Amasra mine explosion
- Date: 14 October 2022
- Time: 18:30 (UTC+3)
- Location: Amasra coal mine, Amasra, Bartın Province, Turkey; 41°43′23″N 32°21′01″E﻿ / ﻿41.72306°N 32.35028°E;
- Cause: Mine explosion
- Deaths: 42
- Injuries: 27

= Amasra mine explosion =

2022 mining disaster in Amasra, Turkey

On 14 October 2022, an explosion occurred in Amasra coal mine in Amasra, Bartın Province, Turkey, killing 42 people and injuring 27. It was one of the deadliest industrial incidents in Turkey.

== Explosion ==
The explosion occurred at 6:30 p.m. Turkish time, at a depth of about 300 metres. At the time of the incident, around 110 people were working in the mine and almost half of them were below 300 m deep. Some reports stated that five people were working under 350 m and 44 people were working under 300 m.

Minister of the Interior Süleyman Soylu said that more than 22 people had died and 28 people crawled out on their own. Minister of Health Fahrettin Koca said that 11 people had been pulled out alive and were being treated in hospital. 58 miners were saved.

== Investigation ==

The cause of the blast is yet unknown and is under investigation, with firedamp (possibly coalbed methane) being one suspected cause.

==Response==
President Recep Tayyip Erdoğan wrote on Twitter that he was closely monitoring the situation and said that search and rescue operations were progressing rapidly at the mine. Erdoğan canceled a planned trip to Diyarbakır and instead traveled to Amasra on 15 October. Erdoğan's comments linking the explosion to "the plan of destiny" and saying that such explosions "will always be" drew criticism from opposition leader Kemal Kılıçdaroğlu, as well as protests in Istanbul.

########################################

● **Task set**
a: Answer the following questions from the article on the Amasra mine explosion.
(i) At approximately what depth did the explosion occur?
(ii) What is named as one suspected cause of the blast?
(iii) Which planned trip did Erdoğan cancel in order to travel to Amasra?
b: Return the passage of the article on the Amasra mine explosion from "2022 mining disaster" to "under 300 m.", copied without any change.

########################################

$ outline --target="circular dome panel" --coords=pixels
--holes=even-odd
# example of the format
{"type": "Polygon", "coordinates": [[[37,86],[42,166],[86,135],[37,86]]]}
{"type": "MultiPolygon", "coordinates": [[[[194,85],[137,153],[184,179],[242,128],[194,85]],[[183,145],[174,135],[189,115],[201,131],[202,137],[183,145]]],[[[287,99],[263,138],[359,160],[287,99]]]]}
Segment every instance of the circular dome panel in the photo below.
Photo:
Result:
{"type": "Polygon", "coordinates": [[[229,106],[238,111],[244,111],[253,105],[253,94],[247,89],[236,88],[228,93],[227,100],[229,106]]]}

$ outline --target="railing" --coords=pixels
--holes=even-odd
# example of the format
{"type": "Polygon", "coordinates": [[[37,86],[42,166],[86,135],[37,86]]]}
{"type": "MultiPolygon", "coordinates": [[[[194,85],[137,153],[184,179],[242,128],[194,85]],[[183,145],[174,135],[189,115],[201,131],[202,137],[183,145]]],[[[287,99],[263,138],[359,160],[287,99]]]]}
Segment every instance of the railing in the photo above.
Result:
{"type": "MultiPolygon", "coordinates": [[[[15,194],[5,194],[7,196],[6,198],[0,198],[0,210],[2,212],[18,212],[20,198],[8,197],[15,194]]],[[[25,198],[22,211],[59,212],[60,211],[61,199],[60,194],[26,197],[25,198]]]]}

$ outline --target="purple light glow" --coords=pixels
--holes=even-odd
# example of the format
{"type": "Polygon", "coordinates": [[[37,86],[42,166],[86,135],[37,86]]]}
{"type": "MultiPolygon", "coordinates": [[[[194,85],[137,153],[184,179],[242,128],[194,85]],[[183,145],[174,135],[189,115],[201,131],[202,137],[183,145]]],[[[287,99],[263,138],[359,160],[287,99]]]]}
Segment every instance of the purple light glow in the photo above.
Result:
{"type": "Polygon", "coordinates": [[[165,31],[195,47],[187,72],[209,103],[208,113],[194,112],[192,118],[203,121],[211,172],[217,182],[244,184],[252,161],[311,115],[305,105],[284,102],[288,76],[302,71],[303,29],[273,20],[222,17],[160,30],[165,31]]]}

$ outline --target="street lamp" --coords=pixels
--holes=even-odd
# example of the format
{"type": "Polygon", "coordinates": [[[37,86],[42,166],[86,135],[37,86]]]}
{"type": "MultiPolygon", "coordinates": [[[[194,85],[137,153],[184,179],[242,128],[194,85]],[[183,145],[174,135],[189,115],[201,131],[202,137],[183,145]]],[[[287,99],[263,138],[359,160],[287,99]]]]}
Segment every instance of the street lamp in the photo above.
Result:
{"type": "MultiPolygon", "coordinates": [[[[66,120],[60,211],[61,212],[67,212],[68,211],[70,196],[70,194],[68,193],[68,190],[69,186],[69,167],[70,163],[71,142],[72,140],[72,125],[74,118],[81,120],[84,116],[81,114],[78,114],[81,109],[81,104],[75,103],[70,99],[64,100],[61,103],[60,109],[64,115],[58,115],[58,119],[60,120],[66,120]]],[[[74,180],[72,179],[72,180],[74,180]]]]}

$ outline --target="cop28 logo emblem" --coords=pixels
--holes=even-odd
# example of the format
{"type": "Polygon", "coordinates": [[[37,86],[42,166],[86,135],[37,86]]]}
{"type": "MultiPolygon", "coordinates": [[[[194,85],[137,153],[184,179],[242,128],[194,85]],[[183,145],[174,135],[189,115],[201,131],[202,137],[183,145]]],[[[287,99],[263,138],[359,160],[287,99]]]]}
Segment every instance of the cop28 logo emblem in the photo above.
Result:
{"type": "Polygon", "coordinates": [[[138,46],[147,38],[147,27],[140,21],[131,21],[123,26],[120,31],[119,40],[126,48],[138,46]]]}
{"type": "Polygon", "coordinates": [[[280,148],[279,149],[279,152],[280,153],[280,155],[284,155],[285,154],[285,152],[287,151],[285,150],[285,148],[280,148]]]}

########################################

● **Problem solutions**
a:
(i) About 300 metres.
(ii) Firedamp, possibly coalbed methane.
(iii) A planned trip to Diyarbakır.

b:
2022 mining disaster in Amasra, Turkey

On 14 October 2022, an explosion occurred in Amasra coal mine in Amasra, Bartın Province, Turkey, killing 42 people and injuring 27. It was one of the deadliest industrial incidents in Turkey.

== Explosion ==
The explosion occurred at 6:30 p.m. Turkish time, at a depth of about 300 metres. At the time of the incident, around 110 people were working in the mine and almost half of them were below 300 m deep. Some reports stated that five people were working under 350 m and 44 people were working under 300 m.